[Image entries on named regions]
_____

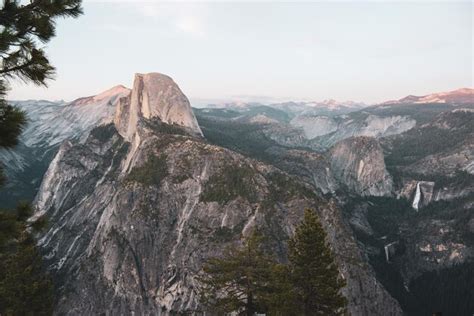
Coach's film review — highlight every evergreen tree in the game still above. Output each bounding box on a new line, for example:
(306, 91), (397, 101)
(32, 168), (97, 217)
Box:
(200, 231), (275, 316)
(0, 0), (82, 185)
(0, 0), (82, 315)
(288, 210), (346, 315)
(0, 203), (53, 315)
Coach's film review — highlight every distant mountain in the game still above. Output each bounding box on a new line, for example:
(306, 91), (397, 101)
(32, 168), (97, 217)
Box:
(0, 86), (130, 207)
(383, 88), (474, 104)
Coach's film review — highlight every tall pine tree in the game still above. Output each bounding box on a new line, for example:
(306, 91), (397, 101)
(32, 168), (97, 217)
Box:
(200, 231), (275, 316)
(288, 209), (346, 315)
(0, 0), (82, 315)
(0, 0), (82, 185)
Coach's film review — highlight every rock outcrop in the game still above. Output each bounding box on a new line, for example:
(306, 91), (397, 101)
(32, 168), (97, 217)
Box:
(329, 137), (393, 196)
(114, 73), (202, 141)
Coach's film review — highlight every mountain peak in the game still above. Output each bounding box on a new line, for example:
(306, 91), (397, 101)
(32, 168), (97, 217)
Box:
(383, 88), (474, 104)
(94, 85), (130, 100)
(114, 72), (202, 140)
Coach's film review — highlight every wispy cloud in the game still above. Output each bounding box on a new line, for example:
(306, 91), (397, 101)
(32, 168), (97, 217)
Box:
(131, 2), (208, 38)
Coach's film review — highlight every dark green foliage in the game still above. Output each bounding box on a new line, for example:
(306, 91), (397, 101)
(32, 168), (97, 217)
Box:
(201, 165), (257, 204)
(200, 210), (346, 316)
(197, 115), (278, 162)
(288, 210), (347, 315)
(200, 231), (275, 316)
(344, 195), (474, 316)
(0, 203), (53, 315)
(145, 119), (189, 135)
(268, 172), (318, 202)
(0, 102), (26, 186)
(0, 0), (82, 86)
(126, 154), (168, 187)
(0, 238), (53, 315)
(408, 262), (474, 316)
(0, 0), (82, 186)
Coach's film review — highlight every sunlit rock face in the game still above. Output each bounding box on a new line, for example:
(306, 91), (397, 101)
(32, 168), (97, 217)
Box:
(329, 137), (393, 196)
(114, 73), (202, 140)
(35, 74), (402, 315)
(0, 85), (130, 207)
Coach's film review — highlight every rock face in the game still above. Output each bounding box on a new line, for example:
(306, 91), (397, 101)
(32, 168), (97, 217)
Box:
(35, 74), (402, 315)
(0, 86), (130, 207)
(114, 73), (202, 140)
(329, 137), (393, 196)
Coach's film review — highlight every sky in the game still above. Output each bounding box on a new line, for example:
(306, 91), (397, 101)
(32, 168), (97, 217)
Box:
(8, 0), (474, 105)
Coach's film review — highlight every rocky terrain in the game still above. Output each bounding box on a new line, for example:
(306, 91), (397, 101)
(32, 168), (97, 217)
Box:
(30, 73), (402, 315)
(0, 81), (474, 315)
(0, 86), (130, 207)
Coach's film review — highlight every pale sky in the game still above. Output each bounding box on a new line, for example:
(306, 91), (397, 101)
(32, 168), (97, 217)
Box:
(5, 0), (474, 104)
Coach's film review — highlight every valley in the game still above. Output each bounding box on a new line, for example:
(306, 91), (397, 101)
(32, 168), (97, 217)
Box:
(0, 73), (474, 315)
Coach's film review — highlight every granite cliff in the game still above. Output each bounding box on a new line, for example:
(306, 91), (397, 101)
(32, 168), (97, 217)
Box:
(35, 74), (402, 315)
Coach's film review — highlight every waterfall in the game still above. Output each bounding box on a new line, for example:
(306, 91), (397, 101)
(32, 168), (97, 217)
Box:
(411, 182), (421, 211)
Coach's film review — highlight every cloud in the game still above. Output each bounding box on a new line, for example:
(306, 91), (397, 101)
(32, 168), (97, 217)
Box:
(131, 2), (209, 38)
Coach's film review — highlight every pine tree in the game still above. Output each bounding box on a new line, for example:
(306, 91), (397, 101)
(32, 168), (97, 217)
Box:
(288, 210), (346, 315)
(200, 231), (275, 316)
(0, 0), (82, 185)
(0, 203), (53, 315)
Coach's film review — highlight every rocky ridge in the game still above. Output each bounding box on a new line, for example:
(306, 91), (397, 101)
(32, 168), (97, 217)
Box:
(35, 74), (401, 315)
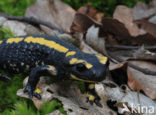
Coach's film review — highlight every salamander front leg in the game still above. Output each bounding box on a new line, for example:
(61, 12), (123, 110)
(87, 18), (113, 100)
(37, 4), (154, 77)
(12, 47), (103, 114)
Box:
(85, 83), (102, 107)
(0, 74), (11, 82)
(24, 65), (57, 99)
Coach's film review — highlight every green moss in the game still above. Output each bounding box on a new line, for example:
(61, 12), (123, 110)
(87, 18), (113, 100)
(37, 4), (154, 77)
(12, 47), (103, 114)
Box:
(0, 27), (15, 40)
(41, 99), (66, 114)
(0, 0), (36, 16)
(3, 101), (40, 115)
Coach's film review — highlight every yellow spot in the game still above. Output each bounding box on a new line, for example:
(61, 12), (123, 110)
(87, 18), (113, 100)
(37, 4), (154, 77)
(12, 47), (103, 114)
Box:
(24, 37), (68, 53)
(35, 88), (41, 94)
(69, 58), (93, 69)
(48, 65), (55, 69)
(86, 93), (95, 101)
(6, 38), (23, 44)
(66, 51), (76, 57)
(48, 65), (57, 76)
(70, 74), (95, 83)
(89, 95), (95, 101)
(96, 55), (108, 64)
(89, 84), (95, 89)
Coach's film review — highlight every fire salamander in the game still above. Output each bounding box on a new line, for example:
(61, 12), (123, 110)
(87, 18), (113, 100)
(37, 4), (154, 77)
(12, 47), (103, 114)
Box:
(0, 36), (109, 106)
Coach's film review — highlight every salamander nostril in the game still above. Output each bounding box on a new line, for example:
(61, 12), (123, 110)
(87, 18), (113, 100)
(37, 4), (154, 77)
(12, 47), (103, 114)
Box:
(93, 71), (96, 76)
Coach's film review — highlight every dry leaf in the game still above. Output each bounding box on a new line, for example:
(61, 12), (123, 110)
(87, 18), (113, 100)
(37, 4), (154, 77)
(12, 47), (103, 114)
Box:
(17, 78), (115, 115)
(135, 19), (156, 39)
(113, 5), (146, 36)
(96, 81), (156, 115)
(77, 6), (104, 23)
(132, 0), (156, 20)
(128, 61), (156, 99)
(25, 0), (75, 34)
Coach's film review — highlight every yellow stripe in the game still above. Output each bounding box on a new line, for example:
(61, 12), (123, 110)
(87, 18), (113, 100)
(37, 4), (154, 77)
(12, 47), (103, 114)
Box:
(66, 51), (76, 57)
(70, 74), (95, 83)
(24, 37), (68, 53)
(89, 84), (95, 89)
(35, 88), (41, 94)
(96, 55), (108, 64)
(6, 38), (23, 44)
(86, 93), (95, 101)
(69, 58), (93, 69)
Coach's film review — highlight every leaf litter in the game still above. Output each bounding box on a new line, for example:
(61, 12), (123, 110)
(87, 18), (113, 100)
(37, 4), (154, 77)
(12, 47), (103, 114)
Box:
(9, 0), (156, 115)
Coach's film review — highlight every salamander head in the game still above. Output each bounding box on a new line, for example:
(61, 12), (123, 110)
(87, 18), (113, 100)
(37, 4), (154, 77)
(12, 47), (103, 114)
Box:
(66, 54), (109, 82)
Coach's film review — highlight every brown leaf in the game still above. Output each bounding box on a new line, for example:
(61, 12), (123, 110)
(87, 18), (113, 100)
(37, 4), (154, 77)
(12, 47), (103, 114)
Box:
(77, 6), (104, 23)
(113, 5), (146, 36)
(128, 61), (156, 99)
(25, 0), (75, 34)
(71, 13), (100, 33)
(96, 81), (156, 115)
(17, 78), (115, 115)
(132, 0), (156, 20)
(135, 19), (156, 39)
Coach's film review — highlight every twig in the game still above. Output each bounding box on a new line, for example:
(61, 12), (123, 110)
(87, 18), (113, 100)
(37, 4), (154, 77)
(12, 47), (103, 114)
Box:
(107, 52), (156, 75)
(106, 44), (156, 50)
(0, 13), (63, 33)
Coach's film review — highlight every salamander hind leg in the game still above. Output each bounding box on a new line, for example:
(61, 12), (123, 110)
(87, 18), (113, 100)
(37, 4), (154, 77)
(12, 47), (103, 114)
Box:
(24, 65), (57, 99)
(0, 73), (11, 82)
(85, 83), (102, 107)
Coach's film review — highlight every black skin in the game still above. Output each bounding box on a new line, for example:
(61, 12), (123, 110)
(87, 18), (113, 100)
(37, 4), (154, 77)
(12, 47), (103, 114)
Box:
(0, 36), (109, 106)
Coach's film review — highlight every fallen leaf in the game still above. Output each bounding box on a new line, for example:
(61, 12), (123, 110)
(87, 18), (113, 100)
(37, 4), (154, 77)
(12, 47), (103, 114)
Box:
(128, 61), (156, 99)
(132, 0), (156, 20)
(134, 19), (156, 39)
(17, 78), (116, 115)
(3, 20), (27, 36)
(77, 6), (105, 23)
(25, 0), (75, 35)
(113, 5), (146, 36)
(96, 81), (156, 115)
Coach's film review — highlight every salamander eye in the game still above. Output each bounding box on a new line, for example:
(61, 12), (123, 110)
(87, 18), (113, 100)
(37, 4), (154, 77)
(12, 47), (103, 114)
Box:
(76, 63), (87, 72)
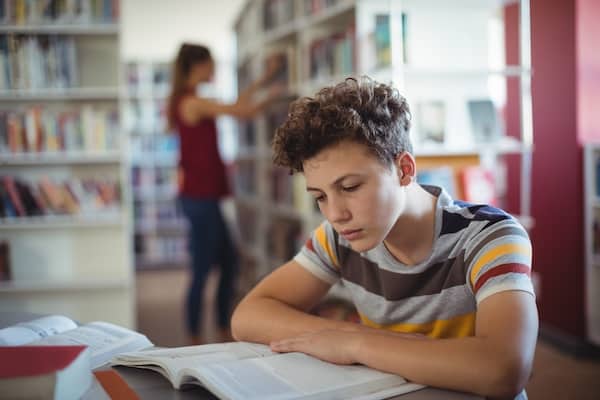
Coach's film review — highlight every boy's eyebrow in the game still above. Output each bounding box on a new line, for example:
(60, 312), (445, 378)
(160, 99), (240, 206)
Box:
(306, 174), (359, 192)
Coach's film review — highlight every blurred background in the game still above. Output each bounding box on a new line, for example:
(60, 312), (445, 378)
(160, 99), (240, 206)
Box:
(0, 0), (600, 399)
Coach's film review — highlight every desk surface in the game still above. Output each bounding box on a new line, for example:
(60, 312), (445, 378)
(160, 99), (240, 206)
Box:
(0, 312), (482, 400)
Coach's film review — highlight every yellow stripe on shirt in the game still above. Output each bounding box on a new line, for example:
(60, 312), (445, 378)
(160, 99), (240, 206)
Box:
(359, 312), (475, 339)
(315, 224), (340, 269)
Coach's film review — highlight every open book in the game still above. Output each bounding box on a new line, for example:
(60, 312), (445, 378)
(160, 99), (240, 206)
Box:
(0, 315), (152, 368)
(111, 342), (423, 400)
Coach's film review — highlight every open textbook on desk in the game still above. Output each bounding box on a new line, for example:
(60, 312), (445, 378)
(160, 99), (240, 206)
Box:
(0, 315), (152, 368)
(111, 342), (423, 400)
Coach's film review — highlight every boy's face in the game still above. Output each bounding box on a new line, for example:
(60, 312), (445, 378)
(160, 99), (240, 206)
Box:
(303, 141), (405, 252)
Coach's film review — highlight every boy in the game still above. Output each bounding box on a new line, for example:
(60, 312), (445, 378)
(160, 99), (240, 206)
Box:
(232, 78), (538, 398)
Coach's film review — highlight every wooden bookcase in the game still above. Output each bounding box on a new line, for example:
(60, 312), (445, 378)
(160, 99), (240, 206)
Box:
(583, 144), (600, 345)
(0, 0), (135, 327)
(235, 0), (533, 289)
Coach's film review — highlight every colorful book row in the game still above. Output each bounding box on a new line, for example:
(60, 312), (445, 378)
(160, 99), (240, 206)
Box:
(0, 175), (121, 218)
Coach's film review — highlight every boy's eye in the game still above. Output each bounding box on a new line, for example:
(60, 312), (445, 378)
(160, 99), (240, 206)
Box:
(342, 185), (360, 192)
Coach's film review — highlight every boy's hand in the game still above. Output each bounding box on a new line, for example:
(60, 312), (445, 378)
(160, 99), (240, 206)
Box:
(271, 330), (361, 364)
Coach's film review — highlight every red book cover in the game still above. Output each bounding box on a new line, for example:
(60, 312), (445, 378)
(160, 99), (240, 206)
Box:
(2, 176), (27, 217)
(0, 346), (86, 379)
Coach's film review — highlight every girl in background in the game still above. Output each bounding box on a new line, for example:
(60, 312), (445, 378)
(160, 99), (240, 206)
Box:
(167, 43), (275, 344)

_____

[STATED PROBLEM]
Revise the entries from the line with "Coach's film review — highlight every boy's eyebrow" up to and including the line with "(306, 174), (359, 192)", changing "eyebrow" to "brow". Write out only those lines, with everything else unchanged.

[RESULT OF THE EXERCISE]
Coach's film review — highlight every boy's brow in the game still above. Output each bounding box on a new line, for example:
(60, 312), (445, 378)
(160, 99), (240, 206)
Box:
(306, 174), (359, 192)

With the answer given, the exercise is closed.